▶ Aim of the exercise: Repeat the stuffed salmon thread from "I feel your" to "half a pound.", swapping "half a pound" for "a full pound".

▶ Excerpt provided:

## start

# Stuffed Salmon and Scallops



## Vermin999 (Jun 25, 2010)

Only thing I prepared was the marinade for the scallops.

Stuffed salmon from Costco.










Scallops. Marinaded in some soy sauce, sesame oil and a little Cajun seasoning.









Plated with some grilled lettuce drizzled with a little evoo S&P and then grilled. Put some sort of Mexican cheese and balsamic vinegar when finished grilling. Also picked up a cordon blue stuffed chicken breast from a local market. No pics of that cooked.


----------



## Shores (Jun 25, 2010)

Great looking plate V9! Lovin' the grilled romaine salad.


----------



## Pigs On The Wing BBQ (Jun 25, 2010)

Oh yea, I could handle that. 

Pigd


----------



## bbquzz (Jun 26, 2010)

You are a master V9!!!!


----------



## Tri Tip (Jun 27, 2010)

Excellent. I haven't been able to afford scallops lately.


----------



## JIMMYJAM (Jun 27, 2010)

I feel your pain Tri...prices killin me too and god I love them. Looks like a awsome meal bravo!


----------



## Vermin999 (Jun 27, 2010)

Costco had their Seafood roadshow this weekend and had them for $9.99/lb this weekend.  I bought half a pound.


----------



## ScottyDaQ (Jun 28, 2010)

Yup... Scallops is one of the (x) things that can give me an "O" Face. ... You guys need to stop buying em so the price will go down. K?


----------



## BeeRich (Jun 28, 2010)

What are they stuffed with?  Look fantastic.


----------

## end

▶ Given information:
## start

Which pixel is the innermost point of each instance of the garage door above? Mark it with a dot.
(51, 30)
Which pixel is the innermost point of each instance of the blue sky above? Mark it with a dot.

## end

▶ Written response:
I feel your pain Tri...prices killin me too and god I love them. Looks like a awsome meal bravo!


----------



## Vermin999 (Jun 27, 2010)

Costco had their Seafood roadshow this weekend and had them for $9.99/lb this weekend.  I bought a full pound.